▶ _Directions for this task_:
From the listing below, pull out each line that contains the word "market". Match case exactly.

[Dataset records]
* * * * * * *
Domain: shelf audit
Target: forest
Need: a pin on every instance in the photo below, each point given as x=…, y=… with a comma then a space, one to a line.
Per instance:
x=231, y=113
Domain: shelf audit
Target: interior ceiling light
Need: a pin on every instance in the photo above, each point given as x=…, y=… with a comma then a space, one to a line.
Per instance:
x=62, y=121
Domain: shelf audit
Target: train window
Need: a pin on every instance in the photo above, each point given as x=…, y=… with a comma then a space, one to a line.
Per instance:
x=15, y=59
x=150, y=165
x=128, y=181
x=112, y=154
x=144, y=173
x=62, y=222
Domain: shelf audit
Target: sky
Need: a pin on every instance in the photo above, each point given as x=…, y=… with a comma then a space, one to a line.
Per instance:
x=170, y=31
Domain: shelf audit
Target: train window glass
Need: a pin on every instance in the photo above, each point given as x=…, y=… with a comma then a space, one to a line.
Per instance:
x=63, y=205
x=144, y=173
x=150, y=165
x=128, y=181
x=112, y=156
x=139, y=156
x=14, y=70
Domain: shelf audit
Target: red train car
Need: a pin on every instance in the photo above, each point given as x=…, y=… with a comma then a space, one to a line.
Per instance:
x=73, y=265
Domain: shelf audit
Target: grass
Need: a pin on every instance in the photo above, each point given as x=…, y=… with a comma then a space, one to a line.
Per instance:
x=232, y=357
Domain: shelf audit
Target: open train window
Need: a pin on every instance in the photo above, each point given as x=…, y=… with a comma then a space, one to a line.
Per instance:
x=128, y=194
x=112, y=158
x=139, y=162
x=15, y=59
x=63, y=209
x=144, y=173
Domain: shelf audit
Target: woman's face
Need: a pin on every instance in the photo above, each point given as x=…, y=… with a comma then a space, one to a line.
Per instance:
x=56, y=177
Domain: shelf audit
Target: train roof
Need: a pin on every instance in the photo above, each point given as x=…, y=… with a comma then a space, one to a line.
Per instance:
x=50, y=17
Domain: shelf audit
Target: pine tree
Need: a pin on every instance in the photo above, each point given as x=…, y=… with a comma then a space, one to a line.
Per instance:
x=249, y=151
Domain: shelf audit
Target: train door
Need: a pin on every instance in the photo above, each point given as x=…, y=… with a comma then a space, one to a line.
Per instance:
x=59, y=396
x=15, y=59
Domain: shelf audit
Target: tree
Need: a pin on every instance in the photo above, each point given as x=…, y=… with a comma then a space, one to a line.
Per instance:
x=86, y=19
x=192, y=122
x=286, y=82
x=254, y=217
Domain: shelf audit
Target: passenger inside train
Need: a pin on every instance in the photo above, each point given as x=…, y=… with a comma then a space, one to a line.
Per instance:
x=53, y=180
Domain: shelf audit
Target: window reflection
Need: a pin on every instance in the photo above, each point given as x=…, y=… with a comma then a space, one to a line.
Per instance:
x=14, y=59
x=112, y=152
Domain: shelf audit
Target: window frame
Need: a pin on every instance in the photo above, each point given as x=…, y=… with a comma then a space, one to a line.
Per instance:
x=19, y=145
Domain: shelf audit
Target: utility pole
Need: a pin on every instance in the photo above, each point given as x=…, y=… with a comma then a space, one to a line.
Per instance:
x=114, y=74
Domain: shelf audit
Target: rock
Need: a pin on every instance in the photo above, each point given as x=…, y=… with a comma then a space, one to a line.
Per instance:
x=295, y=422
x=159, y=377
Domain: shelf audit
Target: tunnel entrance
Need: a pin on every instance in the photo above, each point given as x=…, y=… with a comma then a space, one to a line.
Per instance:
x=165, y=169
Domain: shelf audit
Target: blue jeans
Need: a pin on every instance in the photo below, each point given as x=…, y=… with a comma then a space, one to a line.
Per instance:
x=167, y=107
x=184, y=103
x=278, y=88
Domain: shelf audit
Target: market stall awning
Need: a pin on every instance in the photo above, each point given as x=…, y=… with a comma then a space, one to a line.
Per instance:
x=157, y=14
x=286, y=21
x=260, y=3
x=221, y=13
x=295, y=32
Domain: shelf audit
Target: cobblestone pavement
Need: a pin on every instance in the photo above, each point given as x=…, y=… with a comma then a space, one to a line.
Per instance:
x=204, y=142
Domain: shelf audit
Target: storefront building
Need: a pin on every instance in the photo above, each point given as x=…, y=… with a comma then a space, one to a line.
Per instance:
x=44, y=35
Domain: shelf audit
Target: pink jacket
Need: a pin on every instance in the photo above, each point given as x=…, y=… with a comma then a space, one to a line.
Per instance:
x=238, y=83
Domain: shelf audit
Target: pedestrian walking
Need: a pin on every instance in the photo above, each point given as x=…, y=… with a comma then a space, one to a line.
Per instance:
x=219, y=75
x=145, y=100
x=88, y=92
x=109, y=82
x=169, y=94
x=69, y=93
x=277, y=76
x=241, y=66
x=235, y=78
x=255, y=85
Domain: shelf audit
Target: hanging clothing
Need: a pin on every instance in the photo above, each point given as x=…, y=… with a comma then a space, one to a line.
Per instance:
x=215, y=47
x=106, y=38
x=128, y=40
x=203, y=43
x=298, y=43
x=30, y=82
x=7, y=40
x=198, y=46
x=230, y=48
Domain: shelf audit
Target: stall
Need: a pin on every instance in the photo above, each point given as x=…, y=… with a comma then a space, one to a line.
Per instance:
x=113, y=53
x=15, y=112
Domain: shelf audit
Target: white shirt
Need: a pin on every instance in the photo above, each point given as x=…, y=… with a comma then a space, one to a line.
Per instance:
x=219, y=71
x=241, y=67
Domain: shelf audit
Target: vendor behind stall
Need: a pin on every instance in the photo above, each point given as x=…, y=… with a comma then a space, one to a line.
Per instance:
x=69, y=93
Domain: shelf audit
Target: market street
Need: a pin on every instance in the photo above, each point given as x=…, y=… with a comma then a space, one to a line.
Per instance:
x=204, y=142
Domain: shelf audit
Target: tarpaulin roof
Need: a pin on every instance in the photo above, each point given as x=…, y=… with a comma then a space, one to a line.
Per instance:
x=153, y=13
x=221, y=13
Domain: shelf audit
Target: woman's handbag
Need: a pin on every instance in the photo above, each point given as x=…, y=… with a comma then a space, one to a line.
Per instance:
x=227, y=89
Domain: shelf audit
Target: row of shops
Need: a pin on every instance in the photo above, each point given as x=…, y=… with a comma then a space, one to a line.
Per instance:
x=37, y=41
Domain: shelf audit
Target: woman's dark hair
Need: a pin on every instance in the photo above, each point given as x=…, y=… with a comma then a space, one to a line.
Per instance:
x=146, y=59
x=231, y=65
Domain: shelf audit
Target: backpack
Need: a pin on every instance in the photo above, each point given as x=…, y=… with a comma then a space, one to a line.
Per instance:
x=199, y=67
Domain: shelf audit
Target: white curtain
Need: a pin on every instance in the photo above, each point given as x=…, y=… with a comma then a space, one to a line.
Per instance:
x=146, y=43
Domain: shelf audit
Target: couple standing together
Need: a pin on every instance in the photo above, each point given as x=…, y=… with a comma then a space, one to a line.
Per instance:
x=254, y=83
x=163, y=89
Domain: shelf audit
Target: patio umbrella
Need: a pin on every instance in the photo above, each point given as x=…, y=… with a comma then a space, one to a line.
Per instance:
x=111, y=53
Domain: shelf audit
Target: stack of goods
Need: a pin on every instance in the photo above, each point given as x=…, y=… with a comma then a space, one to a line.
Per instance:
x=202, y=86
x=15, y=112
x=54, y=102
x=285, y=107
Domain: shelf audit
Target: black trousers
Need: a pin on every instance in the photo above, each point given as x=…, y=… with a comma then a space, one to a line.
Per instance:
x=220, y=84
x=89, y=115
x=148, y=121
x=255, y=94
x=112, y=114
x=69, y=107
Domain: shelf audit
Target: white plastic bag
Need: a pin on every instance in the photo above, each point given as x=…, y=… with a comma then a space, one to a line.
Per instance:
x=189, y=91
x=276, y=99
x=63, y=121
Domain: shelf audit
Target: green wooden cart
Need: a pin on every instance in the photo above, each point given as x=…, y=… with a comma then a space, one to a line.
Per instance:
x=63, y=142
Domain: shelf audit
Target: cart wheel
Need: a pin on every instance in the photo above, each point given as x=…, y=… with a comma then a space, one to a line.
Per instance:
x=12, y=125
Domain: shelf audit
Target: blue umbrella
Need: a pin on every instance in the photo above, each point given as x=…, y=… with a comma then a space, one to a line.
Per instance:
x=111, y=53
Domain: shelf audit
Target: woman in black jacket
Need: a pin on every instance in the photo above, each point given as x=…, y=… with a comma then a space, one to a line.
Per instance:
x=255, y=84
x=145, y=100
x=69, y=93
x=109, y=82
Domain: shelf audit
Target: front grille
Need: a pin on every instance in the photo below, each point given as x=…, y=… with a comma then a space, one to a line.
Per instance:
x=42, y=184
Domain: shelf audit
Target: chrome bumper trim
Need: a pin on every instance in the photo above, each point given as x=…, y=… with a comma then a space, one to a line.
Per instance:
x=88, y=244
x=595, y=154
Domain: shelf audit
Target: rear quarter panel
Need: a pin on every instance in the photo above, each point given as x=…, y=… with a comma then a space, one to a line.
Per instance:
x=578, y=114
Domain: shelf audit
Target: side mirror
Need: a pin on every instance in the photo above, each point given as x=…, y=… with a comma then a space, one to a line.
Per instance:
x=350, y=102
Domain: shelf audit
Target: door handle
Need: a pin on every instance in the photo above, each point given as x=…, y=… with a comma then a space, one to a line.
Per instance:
* * * * * * *
▶ _Response to this exercise_:
Target: market stall awning
Target: market street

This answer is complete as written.